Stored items
Segment Open

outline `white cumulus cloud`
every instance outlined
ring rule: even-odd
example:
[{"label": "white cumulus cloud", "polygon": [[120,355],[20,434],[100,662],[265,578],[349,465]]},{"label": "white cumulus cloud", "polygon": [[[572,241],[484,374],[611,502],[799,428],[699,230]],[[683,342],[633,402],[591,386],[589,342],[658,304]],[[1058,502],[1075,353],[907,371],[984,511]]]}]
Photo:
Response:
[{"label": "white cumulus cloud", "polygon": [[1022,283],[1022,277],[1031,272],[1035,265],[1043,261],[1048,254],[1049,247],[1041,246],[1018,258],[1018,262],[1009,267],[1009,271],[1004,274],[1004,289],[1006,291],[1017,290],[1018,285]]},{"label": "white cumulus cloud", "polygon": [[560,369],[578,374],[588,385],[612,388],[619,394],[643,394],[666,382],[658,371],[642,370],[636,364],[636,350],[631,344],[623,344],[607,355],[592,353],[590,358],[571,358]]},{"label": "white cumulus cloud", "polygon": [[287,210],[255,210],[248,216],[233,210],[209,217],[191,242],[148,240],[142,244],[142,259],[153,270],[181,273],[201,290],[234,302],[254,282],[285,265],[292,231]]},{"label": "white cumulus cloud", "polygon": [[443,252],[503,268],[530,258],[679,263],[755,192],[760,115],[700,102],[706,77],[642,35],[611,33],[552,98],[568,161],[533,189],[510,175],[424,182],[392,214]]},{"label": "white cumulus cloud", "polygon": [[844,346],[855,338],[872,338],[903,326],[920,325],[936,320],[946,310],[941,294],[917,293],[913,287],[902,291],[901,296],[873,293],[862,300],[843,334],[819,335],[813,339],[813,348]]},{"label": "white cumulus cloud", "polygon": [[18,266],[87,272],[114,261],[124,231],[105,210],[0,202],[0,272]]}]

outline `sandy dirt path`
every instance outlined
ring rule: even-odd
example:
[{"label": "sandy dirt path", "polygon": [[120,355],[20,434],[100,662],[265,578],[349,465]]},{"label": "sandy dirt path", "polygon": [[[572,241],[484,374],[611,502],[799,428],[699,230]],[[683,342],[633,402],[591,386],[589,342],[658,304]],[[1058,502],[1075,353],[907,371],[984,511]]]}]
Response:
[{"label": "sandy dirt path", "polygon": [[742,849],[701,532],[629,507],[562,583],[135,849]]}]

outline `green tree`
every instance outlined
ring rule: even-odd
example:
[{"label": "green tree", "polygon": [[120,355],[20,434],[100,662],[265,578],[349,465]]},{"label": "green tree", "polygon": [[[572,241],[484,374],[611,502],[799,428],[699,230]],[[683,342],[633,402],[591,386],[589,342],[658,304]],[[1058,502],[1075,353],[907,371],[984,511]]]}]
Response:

Segment Closed

**Task to carry out**
Each line of the records must be reproduced exactly.

**Result of the task**
outline `white cumulus cloud`
every instance outlined
ring rule: even-odd
example:
[{"label": "white cumulus cloud", "polygon": [[120,355],[20,434],[100,662],[265,578],[349,465]]},{"label": "white cumulus cloud", "polygon": [[[572,241],[484,374],[611,502],[799,428],[699,230]],[[683,342],[633,402],[591,386],[589,342],[658,304]],[[1058,502],[1075,353],[907,371],[984,511]]]}]
Photo:
Response:
[{"label": "white cumulus cloud", "polygon": [[1022,283],[1022,277],[1031,272],[1035,265],[1043,261],[1048,254],[1049,247],[1041,246],[1018,258],[1018,262],[1009,267],[1009,271],[1004,274],[1004,289],[1006,291],[1017,290],[1018,285]]},{"label": "white cumulus cloud", "polygon": [[560,369],[578,374],[588,385],[612,388],[619,394],[643,394],[666,382],[658,371],[642,370],[636,364],[636,350],[631,344],[623,344],[607,355],[592,353],[590,358],[571,358]]},{"label": "white cumulus cloud", "polygon": [[287,210],[255,210],[248,216],[233,210],[209,217],[191,242],[148,240],[142,244],[142,259],[153,270],[181,273],[201,290],[234,302],[254,282],[285,265],[292,231]]},{"label": "white cumulus cloud", "polygon": [[443,252],[503,268],[530,258],[679,263],[755,192],[760,115],[700,102],[706,77],[642,35],[611,33],[552,98],[568,161],[533,189],[510,175],[424,182],[392,214]]},{"label": "white cumulus cloud", "polygon": [[844,346],[855,338],[872,338],[903,326],[920,325],[936,320],[946,310],[941,294],[917,293],[913,287],[902,291],[901,296],[873,293],[862,300],[843,334],[819,335],[813,339],[813,348]]},{"label": "white cumulus cloud", "polygon": [[18,266],[87,272],[114,261],[124,231],[105,210],[0,202],[0,272]]}]

outline `sandy dirt path`
every instance outlined
ring rule: even-odd
example:
[{"label": "sandy dirt path", "polygon": [[120,355],[20,434],[100,662],[265,578],[349,465]]},{"label": "sandy dirt path", "polygon": [[[572,241],[484,374],[611,502],[799,428],[699,230]],[[683,342],[633,402],[591,386],[589,342],[658,304]],[[1058,502],[1075,353],[907,371],[984,511]]]}]
Response:
[{"label": "sandy dirt path", "polygon": [[742,849],[701,532],[629,507],[562,583],[135,849]]}]

outline `green tree`
every instance outlined
ring rule: even-odd
example:
[{"label": "green tree", "polygon": [[120,355],[20,434],[100,662],[265,578],[349,465]]},{"label": "green tree", "polygon": [[[572,241],[484,374],[611,502],[799,428],[699,230]],[[683,342],[633,402],[591,386],[589,342],[658,304]],[[1058,502],[1075,353],[907,371],[984,511]]]}]
Response:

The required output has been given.